* Exercise brief:
Return a copy of every line in the data below that contains "pixel".

Saved data entries
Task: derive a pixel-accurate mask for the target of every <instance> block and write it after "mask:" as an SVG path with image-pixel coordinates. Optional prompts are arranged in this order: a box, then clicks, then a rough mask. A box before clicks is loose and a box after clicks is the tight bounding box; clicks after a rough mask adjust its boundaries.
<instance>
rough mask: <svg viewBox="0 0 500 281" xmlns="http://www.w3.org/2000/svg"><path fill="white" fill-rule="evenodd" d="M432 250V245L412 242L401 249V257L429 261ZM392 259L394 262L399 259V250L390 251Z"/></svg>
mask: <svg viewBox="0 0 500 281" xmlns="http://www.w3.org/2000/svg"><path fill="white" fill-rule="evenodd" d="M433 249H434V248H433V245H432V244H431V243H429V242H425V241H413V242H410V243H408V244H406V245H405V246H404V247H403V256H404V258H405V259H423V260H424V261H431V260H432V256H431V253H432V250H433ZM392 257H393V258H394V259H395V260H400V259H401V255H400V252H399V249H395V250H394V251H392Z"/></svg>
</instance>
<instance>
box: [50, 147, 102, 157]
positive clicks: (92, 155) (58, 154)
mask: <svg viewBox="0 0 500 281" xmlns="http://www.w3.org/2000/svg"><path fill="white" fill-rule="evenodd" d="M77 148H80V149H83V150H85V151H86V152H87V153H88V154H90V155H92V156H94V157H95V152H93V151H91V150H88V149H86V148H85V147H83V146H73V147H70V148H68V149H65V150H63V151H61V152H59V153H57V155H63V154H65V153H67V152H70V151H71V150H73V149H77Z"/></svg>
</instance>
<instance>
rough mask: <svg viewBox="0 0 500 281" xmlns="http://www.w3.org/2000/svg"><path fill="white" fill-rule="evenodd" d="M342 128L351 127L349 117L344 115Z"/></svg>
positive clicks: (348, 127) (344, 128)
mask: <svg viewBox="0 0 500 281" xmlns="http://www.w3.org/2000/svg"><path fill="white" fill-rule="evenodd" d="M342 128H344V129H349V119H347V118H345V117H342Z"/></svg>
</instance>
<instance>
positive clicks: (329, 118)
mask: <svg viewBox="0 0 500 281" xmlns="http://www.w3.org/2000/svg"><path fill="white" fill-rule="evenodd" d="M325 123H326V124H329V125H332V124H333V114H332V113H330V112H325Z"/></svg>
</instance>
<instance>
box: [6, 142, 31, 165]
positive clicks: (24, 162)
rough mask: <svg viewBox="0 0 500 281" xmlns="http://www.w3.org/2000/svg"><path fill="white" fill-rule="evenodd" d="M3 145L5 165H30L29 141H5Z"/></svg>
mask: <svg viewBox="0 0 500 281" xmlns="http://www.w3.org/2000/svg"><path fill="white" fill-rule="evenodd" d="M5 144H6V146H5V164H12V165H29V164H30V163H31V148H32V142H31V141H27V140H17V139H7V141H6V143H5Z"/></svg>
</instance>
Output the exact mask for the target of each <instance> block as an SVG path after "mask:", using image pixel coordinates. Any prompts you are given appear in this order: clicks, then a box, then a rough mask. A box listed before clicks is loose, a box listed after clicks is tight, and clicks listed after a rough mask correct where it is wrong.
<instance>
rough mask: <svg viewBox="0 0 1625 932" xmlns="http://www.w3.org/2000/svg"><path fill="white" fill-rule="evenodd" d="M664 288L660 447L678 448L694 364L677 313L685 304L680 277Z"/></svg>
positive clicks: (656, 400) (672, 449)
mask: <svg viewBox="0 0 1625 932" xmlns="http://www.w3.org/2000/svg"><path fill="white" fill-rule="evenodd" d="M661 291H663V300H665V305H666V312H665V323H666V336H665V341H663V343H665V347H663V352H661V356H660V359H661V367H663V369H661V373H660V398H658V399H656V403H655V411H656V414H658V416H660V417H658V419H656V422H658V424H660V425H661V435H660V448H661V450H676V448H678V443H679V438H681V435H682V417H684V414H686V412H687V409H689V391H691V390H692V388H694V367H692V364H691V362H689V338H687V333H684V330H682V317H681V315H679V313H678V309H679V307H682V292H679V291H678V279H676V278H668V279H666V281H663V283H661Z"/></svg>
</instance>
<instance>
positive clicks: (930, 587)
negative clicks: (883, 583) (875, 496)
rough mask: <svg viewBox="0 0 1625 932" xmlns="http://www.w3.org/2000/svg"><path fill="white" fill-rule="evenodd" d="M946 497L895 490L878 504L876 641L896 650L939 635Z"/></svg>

* Solved exercise:
Task: derive a pixel-accurate mask for the target of every <instance> block and write it after "mask:" as an SVG path with image-pixel coordinates. Optional prompts are arranged in this order: a box, then clicks, then a rough mask. A box before clicks is loose and a box after clicks is the tight bounding box; clicks after a rough mask adjust its boundaries.
Output the exact mask for the target of each <instance> block as an SVG path after "mask:", using image pixel coordinates. Any prompts you are given appear in this order: clicks, then a box, then a rough mask. A box listed before clicks is loose, a box listed after clicks is tight, and clicks listed after a rough mask correct where it is wrong.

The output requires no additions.